Ethan Pell - The End Is Now

Ethan Pell - The End Is Now (song review) |self-released, single, 2015| 4/5 soundtrack

Nuclear weapons and their use resulting in mass destruction have been a source of inspiring fear for many authors since its proven, long lasting effects have been historically witnessed in Hiroshima and Nagasaki. As if the weapon's impact hadn't been already tested enough, rocket makers permitted by governments have kept trying out their products through 'nuclear tests' which affected the Earth's natural structure, its people, oceans and stratosphere most negatively. A post-nuclear tremor does also leverage the planet's natural energy/vibration - therefore, sensitive people who are not even close to the test site can still feel its friction, which is just as disturbing - we all are vibrational beings after all.

A number of sci-fi writers, video game developers, movie directors, graphic designers, musicians, and other creative individuals have been trying to illustrate life's development and its limitations if such bombs were simultaneously unleashed in many locations around our planet. The idea of post-apocalyptic survival behaviors and all life aspects being turned upside down (or often reverted) feels both fascinating and terrifying. It also resonates with Ethan Pell - a Canadian musician from Montreal, who tried to depict such an event through his 'The End Is Now' song. His direct contact with musical instruments started when he was a child, but he still keeps trying to learn more each year. Currently, he's studying at a music school, specializing in jazz, and focusing on playing the guitar, hoping to utilize some of the gained knowledge through writing progressive and space rock compositions.

* **GIVEN DATA**

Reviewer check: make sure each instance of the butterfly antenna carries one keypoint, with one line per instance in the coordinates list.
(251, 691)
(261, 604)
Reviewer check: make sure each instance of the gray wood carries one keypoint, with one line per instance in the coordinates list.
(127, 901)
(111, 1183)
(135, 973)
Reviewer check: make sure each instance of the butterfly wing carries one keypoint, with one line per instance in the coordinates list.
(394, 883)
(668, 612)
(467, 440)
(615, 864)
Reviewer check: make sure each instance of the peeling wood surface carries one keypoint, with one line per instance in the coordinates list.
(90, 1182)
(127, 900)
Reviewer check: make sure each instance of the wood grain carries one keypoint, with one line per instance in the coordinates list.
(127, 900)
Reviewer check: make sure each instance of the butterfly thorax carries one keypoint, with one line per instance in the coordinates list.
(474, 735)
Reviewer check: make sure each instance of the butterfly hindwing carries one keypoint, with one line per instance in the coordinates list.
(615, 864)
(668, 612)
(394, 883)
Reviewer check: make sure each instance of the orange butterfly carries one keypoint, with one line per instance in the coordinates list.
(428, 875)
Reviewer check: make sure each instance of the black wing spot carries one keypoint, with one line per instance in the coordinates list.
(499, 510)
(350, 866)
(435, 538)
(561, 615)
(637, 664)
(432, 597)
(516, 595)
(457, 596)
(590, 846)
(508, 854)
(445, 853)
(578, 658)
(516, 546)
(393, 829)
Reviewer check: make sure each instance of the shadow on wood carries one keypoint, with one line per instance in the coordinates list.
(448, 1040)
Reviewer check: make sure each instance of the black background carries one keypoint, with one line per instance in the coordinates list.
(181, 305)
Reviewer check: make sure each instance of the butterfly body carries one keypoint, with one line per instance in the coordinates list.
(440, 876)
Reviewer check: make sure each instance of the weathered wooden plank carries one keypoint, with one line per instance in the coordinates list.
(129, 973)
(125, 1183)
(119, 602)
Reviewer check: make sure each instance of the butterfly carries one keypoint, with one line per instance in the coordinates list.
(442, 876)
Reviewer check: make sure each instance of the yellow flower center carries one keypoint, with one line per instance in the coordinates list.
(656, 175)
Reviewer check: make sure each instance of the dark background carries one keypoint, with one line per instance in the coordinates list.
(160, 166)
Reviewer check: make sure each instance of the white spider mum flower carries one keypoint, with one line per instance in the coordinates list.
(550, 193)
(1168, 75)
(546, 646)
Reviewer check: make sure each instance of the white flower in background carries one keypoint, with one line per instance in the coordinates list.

* **TO-DO LIST**
1. Can you retype the song review between "Ethan Pell - The End Is Now (song" and "beings after all.", inclusive?
2. How would you sum up the song review in two sentences?

* **SOLUTION SET**
1.
Ethan Pell - The End Is Now (song review) |self-released, single, 2015| 4/5 soundtrack

Nuclear weapons and their use resulting in mass destruction have been a source of inspiring fear for many authors since its proven, long lasting effects have been historically witnessed in Hiroshima and Nagasaki. As if the weapon's impact hadn't been already tested enough, rocket makers permitted by governments have kept trying out their products through 'nuclear tests' which affected the Earth's natural structure, its people, oceans and stratosphere most negatively. A post-nuclear tremor does also leverage the planet's natural energy/vibration - therefore, sensitive people who are not even close to the test site can still feel its friction, which is just as disturbing - we all are vibrational beings after all.

2. Nuclear weapons have inspired fear in many authors since their long-lasting effects were witnessed in Hiroshima and Nagasaki, and many creative people have tried to show how life would change if such bombs were unleashed around the planet. Ethan Pell, a Canadian musician from Montreal who is studying at a music school with a focus on jazz and guitar, tried to depict such an event in his song "The End Is Now."